_Page text_
---------------
Pairing music and  painkillers  improves pain and inflammation by 70-90%, finds a study

New research has found that pairing music and painkillers – with one of four selected pain medications – offered a promising complementary strategy to treat pain.
The pain medication particularly, the ibuprofen-music pair improved analgesic outcomes in an inflammation pain mouse model by more than 90 percent.
The results of the study were published in the journal Frontiers in Neurology.

When paired with music, ibuprofen reduced pain responses in the inflammation pain model by 93 percent, as compared to the drug alone

The therapeutic effect of music has been previously found to be beneficial in patients with epilepsy.
The researchers evaluated this new strategy of pairing music with one of the four selected painkillers in mice using an inflammatory pain model and one that mimics surgical pain. One group of mice was exposed to ambient noise while the music-intervention group listened to three three-hour segments of Mozart for 21 days.
The study was conducted to explore pairing music with ibuprofen (25 mg/kg), cannabidiol (100 mg/kg), levetiracetam (400 mg/kg) and the galanin analog NAX 5055 (4 mg/kg).
Both the control and music groups received one suboptimal dose (less than the therapeutic dose) of each drug to evaluate the analgesic effect of music in the pain models.
When paired with music, ibuprofen reduced pain responses in the inflammation pain model by 93 percent, as compared to the drug alone. In addition, music and cannabidiol or NAX 5055 reduced swelling by 21 and 9 percent, respectively in the inflammatory pain model. Music alone also reduced pain by 77 percent in the surgical pain model.
This study adds to the growing evidence that music interventions can alleviate pain when administered either alone or in combination with other therapies.
The study did not explore pain caused by nerve injury (neuropathic pain) or the effect of music volume and duration.
“If we could package music and other nonpharmacological therapies into mobile apps and deliver them with drugs and it works, it will be better than drugs alone,” said lead author Grzegorz Bulaj, Ph.D., associate professor in Medicinal Chemistry at U of U Health. “It is exciting to find new ways to improve pain treatments.”
---------------
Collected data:
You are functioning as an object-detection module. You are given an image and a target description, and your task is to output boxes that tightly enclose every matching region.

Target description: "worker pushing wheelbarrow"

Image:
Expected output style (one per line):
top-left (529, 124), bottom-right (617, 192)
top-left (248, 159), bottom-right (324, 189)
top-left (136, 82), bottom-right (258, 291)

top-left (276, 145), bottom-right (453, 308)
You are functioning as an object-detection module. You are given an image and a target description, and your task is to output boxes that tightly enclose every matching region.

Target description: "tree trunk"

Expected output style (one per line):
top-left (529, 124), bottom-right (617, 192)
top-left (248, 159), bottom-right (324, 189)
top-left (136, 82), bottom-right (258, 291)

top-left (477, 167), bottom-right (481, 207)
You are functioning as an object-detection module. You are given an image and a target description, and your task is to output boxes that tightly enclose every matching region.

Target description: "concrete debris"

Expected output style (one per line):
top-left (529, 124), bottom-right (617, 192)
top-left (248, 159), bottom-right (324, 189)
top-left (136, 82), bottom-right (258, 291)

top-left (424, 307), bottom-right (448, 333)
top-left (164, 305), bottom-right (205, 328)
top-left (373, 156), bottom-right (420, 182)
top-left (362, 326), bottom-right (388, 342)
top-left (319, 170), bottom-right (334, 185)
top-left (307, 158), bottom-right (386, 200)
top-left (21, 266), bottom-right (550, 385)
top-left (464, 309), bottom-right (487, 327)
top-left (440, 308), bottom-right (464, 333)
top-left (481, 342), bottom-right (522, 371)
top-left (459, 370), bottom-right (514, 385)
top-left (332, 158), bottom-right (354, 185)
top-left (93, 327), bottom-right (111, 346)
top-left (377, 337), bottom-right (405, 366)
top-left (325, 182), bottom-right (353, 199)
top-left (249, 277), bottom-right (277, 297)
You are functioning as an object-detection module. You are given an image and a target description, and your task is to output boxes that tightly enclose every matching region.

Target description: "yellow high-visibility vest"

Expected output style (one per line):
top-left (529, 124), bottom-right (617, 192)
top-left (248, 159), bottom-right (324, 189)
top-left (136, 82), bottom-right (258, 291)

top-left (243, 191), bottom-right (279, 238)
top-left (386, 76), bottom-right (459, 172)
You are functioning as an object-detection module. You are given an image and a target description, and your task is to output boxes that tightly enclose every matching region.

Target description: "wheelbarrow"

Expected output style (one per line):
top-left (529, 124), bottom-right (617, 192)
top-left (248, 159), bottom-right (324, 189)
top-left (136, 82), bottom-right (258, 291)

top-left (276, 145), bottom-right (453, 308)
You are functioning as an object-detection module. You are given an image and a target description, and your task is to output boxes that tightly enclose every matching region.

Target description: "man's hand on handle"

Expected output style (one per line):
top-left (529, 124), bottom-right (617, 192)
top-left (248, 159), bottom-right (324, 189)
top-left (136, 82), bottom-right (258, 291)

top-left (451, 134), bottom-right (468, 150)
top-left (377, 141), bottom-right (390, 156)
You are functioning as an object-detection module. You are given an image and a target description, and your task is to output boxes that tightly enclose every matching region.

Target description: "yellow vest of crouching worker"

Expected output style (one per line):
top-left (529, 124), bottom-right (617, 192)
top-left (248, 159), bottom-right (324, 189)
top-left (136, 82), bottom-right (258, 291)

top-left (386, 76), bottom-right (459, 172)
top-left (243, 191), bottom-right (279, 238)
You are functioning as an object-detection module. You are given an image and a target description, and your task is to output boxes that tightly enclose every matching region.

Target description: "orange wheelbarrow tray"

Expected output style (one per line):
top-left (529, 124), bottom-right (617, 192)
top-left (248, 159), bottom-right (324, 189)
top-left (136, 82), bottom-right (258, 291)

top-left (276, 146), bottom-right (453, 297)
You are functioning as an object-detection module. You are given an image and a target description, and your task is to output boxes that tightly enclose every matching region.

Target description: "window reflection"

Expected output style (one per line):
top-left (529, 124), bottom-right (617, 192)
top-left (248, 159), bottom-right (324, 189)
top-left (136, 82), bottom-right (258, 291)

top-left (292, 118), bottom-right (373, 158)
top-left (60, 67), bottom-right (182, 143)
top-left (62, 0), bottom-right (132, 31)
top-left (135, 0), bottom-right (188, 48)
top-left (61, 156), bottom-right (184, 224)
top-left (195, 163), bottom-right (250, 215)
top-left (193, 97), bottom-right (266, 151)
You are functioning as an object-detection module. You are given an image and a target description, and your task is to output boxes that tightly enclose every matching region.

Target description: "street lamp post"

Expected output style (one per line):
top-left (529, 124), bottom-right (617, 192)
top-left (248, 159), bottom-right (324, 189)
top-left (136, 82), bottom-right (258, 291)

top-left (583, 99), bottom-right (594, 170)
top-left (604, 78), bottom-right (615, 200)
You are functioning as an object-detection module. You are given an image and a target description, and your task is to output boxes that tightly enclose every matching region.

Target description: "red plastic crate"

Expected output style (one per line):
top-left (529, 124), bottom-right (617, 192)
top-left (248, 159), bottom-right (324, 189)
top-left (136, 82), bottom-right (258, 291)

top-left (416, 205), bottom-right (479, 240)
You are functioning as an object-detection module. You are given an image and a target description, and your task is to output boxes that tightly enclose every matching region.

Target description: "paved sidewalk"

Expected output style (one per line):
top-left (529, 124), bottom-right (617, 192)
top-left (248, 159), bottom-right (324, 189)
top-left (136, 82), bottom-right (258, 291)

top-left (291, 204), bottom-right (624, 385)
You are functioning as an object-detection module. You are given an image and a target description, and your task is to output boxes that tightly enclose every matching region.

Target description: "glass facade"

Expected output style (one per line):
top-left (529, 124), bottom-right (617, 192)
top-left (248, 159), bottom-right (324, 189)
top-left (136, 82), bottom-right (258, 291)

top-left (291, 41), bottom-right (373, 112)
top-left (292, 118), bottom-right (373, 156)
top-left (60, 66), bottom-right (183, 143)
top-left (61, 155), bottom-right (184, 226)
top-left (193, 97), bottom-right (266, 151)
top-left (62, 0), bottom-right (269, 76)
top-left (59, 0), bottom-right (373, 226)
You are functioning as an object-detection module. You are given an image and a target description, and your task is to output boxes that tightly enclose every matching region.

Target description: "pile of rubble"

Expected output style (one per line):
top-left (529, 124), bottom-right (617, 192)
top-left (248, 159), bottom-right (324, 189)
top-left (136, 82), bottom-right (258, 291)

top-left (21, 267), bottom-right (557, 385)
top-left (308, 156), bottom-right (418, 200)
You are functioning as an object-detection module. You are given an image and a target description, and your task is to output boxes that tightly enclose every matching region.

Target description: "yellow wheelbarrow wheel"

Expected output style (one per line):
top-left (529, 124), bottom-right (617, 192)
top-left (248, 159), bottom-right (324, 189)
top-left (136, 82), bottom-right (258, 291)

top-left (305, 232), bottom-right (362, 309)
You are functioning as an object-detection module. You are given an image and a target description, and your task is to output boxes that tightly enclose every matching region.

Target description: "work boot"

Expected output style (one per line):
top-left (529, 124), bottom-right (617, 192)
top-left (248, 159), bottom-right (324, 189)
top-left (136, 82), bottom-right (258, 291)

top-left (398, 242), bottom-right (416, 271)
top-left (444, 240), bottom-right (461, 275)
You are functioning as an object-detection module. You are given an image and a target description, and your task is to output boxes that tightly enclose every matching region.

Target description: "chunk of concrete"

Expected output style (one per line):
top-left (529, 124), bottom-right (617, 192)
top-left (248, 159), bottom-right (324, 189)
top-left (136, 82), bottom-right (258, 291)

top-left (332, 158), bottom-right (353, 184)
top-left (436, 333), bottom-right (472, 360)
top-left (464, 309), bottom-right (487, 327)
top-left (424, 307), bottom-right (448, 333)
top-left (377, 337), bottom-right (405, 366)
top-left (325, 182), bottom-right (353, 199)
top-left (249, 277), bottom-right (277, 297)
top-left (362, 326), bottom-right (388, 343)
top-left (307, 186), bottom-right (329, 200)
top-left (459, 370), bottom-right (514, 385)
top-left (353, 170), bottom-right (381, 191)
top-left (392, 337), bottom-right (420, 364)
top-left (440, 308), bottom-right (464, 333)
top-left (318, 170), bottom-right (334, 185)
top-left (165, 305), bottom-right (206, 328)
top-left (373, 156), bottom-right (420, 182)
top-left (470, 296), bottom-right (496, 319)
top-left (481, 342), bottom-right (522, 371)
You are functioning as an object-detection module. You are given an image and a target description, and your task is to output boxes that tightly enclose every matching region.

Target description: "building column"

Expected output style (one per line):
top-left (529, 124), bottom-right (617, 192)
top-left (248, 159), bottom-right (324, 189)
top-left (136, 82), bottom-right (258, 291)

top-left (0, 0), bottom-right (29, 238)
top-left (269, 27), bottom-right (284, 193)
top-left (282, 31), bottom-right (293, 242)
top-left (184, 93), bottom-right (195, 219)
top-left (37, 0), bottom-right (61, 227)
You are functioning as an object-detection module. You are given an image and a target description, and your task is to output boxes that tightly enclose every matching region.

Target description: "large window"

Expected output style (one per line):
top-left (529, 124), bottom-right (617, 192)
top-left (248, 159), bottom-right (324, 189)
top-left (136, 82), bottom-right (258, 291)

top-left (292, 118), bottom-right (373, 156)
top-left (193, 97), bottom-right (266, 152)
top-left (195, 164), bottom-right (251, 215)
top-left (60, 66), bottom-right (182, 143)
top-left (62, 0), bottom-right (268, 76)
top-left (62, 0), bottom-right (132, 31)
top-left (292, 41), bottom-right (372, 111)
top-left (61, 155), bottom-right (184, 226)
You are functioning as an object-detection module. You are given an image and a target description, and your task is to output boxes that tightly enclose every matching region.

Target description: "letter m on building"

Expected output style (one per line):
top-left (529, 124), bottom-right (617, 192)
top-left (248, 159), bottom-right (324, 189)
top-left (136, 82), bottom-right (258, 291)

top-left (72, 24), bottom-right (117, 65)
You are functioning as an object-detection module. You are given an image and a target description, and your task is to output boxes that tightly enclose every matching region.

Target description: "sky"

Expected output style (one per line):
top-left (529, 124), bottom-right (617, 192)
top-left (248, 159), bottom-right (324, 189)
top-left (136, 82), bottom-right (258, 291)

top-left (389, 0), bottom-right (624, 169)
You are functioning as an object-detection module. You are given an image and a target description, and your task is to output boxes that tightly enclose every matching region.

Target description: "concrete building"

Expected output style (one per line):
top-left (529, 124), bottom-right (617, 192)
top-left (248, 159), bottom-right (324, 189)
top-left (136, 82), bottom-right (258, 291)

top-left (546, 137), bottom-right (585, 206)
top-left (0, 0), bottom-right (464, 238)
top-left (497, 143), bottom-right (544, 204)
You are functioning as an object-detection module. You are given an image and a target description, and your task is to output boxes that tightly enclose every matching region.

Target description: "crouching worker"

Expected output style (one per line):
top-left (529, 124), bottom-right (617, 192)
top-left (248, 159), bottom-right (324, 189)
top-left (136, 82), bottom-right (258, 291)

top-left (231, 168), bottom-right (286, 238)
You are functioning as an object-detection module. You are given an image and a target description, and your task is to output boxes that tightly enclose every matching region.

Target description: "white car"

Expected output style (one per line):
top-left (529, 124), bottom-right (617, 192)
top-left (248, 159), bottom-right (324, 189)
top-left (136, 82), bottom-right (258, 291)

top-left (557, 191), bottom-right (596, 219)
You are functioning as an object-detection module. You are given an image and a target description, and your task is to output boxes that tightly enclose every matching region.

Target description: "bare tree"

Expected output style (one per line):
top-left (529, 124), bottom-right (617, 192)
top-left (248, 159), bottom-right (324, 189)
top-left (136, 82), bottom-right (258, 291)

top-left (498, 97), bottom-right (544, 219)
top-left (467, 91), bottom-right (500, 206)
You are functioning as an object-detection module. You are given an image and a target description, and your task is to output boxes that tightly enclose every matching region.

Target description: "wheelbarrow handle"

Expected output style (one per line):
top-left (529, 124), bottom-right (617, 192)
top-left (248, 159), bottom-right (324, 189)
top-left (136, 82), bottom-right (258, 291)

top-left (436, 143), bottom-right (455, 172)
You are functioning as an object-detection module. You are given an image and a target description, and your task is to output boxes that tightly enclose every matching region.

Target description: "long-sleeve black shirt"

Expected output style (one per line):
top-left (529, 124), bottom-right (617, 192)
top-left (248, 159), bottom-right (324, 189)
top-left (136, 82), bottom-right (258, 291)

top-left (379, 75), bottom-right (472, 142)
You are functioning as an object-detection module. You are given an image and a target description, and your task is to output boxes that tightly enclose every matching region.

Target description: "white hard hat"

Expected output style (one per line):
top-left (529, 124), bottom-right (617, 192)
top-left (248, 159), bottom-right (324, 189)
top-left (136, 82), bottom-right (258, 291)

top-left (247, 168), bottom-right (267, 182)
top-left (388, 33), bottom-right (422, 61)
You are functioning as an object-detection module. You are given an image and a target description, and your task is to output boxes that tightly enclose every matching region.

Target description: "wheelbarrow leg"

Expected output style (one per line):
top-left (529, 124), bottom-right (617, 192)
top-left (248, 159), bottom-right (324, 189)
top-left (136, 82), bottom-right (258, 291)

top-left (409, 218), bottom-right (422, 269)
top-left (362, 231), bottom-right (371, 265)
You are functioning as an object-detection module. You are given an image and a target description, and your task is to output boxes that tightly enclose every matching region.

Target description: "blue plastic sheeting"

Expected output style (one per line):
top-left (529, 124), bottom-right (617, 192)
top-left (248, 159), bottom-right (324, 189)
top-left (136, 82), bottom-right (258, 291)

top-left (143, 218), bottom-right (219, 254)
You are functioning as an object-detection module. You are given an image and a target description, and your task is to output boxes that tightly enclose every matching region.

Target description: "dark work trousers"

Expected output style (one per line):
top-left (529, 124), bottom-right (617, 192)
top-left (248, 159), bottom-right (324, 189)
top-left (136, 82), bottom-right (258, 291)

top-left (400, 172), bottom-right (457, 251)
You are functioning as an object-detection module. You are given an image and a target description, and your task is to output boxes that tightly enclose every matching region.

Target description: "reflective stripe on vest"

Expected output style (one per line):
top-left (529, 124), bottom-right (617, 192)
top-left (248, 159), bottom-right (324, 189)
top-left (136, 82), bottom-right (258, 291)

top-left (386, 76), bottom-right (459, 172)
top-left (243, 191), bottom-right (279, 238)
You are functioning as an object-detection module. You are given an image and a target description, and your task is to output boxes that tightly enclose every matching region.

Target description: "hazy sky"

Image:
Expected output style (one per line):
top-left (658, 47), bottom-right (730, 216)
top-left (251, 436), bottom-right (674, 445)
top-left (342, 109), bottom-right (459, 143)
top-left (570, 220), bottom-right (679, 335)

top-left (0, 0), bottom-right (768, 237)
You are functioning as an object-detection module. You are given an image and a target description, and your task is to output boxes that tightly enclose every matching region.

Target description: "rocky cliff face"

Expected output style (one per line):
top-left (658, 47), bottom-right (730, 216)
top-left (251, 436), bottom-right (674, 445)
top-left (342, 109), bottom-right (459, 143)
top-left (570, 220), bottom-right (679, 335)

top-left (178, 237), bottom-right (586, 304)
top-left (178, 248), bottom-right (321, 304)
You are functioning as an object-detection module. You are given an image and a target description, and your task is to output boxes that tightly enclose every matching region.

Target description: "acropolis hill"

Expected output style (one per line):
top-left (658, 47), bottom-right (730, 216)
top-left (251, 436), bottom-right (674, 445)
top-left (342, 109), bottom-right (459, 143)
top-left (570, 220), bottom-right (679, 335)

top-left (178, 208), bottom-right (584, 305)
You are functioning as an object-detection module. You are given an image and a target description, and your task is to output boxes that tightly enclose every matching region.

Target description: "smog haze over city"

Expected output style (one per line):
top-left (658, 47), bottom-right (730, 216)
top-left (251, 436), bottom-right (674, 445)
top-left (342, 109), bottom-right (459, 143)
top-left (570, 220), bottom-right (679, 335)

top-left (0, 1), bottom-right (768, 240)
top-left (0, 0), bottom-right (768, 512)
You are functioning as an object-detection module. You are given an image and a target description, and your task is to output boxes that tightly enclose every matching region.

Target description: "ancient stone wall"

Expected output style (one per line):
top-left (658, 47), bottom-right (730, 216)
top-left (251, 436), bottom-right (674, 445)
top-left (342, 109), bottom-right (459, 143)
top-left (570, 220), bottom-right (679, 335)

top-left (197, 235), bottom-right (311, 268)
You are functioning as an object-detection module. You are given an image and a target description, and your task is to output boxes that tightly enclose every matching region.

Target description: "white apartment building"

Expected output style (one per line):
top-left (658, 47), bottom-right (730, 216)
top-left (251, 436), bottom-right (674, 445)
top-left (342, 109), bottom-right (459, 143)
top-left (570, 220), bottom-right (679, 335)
---------------
_Problem description_
In the article on pairing music with painkillers, by how much did music alone reduce pain in the surgical pain model?

_Answer space_
By 77 percent.